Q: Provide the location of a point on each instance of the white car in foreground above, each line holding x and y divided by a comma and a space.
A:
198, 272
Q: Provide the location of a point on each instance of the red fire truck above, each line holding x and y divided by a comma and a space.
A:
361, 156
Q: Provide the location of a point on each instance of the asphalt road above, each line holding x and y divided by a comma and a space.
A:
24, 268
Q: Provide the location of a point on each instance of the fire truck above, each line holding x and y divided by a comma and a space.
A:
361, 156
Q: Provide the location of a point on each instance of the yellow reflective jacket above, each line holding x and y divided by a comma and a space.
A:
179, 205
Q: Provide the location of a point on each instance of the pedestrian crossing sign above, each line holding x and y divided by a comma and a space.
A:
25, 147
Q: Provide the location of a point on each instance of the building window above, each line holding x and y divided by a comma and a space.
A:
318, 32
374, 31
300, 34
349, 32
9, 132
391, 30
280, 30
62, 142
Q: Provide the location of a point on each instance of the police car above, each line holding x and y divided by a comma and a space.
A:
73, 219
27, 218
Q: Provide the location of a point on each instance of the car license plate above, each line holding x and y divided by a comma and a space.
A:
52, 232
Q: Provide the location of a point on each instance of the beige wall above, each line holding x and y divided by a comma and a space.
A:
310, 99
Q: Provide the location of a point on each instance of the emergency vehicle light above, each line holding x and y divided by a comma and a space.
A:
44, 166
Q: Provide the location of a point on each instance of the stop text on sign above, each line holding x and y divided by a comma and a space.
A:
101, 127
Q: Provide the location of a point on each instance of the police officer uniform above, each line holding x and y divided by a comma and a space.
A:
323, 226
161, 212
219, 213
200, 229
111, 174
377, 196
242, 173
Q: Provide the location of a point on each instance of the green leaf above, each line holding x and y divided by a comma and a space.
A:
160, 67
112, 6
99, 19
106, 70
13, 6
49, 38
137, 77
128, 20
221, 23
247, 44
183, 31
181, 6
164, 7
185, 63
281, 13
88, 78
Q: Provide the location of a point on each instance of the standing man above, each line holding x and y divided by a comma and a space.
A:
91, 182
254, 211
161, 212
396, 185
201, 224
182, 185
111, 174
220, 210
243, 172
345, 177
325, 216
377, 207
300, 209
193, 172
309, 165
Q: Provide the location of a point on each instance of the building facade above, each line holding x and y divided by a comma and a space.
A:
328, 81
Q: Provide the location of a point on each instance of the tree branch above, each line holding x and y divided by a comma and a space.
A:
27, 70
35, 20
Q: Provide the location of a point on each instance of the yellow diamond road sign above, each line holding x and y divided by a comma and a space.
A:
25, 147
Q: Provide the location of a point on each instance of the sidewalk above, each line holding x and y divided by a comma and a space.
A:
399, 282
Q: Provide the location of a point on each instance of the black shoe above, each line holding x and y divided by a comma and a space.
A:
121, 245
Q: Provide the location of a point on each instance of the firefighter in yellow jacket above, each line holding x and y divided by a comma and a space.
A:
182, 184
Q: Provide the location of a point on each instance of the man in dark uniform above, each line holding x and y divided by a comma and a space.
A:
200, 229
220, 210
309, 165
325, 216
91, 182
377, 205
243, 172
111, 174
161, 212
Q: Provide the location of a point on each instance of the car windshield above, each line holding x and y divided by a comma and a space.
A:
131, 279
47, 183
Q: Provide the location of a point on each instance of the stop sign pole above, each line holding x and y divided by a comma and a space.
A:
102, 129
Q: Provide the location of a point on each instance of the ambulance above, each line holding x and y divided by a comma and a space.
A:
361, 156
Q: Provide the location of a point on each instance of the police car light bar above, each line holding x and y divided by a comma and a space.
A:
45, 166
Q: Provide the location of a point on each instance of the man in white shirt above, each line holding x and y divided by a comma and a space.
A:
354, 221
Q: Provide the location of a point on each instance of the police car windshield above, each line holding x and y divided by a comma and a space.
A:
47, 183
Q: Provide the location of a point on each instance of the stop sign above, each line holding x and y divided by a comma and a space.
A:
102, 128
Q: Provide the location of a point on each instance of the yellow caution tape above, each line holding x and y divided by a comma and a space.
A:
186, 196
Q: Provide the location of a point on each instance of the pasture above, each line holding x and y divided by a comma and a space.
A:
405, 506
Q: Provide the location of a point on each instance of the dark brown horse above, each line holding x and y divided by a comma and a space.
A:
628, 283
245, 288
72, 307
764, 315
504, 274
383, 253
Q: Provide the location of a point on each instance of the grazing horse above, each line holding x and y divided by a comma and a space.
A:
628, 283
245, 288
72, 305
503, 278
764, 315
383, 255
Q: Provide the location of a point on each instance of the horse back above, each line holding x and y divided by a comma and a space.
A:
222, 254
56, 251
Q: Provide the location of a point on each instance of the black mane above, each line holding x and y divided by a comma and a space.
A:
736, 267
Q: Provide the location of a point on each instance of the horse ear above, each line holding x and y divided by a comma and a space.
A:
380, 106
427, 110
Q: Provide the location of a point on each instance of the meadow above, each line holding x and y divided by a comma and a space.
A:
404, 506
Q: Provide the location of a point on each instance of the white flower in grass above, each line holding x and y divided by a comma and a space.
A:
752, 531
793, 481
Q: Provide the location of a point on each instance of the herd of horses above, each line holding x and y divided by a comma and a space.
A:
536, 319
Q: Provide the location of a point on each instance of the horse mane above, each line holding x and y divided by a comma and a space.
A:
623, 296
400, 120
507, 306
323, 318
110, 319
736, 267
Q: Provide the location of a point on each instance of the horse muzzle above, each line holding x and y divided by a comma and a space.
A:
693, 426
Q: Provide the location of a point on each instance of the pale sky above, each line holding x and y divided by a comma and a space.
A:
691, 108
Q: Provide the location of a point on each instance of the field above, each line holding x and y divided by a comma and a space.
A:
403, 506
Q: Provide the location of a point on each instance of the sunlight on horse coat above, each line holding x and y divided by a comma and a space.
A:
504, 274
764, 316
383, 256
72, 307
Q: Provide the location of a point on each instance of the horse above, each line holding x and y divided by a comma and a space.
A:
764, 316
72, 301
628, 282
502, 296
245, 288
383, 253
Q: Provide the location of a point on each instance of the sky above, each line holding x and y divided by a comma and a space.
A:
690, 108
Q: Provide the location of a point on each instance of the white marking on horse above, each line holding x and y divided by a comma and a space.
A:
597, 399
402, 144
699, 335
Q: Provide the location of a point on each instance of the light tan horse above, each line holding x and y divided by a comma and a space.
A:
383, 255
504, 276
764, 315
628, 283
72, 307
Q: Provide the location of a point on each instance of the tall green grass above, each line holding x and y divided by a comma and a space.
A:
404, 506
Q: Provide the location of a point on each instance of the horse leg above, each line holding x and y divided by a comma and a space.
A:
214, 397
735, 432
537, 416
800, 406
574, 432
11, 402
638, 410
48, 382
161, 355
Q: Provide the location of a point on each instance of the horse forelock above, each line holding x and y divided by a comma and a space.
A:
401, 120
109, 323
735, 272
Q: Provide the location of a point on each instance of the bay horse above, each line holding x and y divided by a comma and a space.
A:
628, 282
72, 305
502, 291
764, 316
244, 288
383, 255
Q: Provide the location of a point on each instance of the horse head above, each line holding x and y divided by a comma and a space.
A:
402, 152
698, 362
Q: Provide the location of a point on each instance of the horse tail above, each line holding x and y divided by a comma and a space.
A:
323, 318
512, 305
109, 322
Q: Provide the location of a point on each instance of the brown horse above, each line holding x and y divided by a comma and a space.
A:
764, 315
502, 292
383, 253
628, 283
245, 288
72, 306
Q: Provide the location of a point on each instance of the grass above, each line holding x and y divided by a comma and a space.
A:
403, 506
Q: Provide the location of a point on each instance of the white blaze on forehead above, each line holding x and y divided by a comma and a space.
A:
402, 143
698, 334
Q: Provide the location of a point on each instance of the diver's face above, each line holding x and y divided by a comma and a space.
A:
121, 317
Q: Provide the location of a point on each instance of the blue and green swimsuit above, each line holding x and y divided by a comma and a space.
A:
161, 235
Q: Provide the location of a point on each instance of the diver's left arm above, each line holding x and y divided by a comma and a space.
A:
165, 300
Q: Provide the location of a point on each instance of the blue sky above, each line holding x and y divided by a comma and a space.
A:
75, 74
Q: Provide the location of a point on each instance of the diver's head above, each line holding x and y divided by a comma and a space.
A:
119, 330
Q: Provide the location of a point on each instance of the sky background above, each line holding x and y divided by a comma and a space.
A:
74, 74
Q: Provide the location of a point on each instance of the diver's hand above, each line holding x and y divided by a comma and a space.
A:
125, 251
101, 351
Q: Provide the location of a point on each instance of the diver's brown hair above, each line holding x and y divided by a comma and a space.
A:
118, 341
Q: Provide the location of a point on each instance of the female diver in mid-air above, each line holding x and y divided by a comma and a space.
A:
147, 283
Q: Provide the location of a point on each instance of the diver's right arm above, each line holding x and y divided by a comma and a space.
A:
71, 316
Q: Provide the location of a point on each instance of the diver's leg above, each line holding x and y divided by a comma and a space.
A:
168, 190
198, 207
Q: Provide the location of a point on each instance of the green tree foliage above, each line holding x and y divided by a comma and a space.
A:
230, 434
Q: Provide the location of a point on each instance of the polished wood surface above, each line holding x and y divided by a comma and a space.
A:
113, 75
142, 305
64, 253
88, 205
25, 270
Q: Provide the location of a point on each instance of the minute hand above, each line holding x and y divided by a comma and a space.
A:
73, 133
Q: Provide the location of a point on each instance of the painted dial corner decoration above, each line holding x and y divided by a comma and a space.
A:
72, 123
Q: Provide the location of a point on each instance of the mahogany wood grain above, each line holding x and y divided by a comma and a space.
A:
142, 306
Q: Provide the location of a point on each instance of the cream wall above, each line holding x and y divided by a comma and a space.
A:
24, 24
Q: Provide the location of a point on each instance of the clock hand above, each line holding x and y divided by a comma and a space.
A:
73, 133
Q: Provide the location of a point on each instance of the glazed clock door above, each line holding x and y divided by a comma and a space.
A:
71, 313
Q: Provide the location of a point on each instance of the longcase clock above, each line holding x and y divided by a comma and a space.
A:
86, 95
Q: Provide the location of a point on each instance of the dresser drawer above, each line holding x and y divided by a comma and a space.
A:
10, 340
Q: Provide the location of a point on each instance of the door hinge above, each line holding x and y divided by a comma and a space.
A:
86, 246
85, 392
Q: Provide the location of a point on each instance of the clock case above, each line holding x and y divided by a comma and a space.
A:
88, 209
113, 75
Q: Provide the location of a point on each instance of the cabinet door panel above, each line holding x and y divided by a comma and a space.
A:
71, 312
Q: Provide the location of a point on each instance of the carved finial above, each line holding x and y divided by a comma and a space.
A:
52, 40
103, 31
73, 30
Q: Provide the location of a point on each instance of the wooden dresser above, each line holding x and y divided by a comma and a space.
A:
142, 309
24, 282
_ _ _ _ _
Objective
Return, unchanged, the lines above from the one containing "of the cream" through the last line of the records, including both ends.

Solution for this exercise
Q: Provide the location of a point on each instance of the cream wall above, each line holding x and y divided by a comma and a space.
A:
24, 24
Q: Provide the location of a point on each instance of the clock hand above, each line holding x and y divided by a comma and a space.
A:
73, 133
Q: Provide the location of a point on each instance of the glazed clock door above, each line holding x and y divided by a comma and a space.
A:
71, 313
Q: Provide the location of a point on each instance of the longcase clock above, each line holding x and y divided by a comma and a space.
A:
86, 95
Q: Provide the location of a point on each instance of the dresser drawer above, each line holding x and y divided by a comma and a space.
A:
10, 340
Q: Provide the location of a point on each instance of the door hinge above, each line holding x and y divided by a comma and a space.
A:
86, 246
85, 392
Q: Provide the location of a point on each instance of the clock case above, each line holding x and y divided by a comma and a space.
A:
88, 209
113, 75
Q: Provide the location of a point on each instance of the cabinet door panel above, each line holding x and y divided by a comma and a space.
A:
71, 312
Q: Provide the location of a point on each instance of the carved finial above, each line holding x and y divided by a comma and a space.
A:
52, 40
103, 31
73, 30
Q: Provide the location of a point on each instance of the wooden dresser above, each line holding x and y divided by a comma and a space.
A:
142, 309
24, 282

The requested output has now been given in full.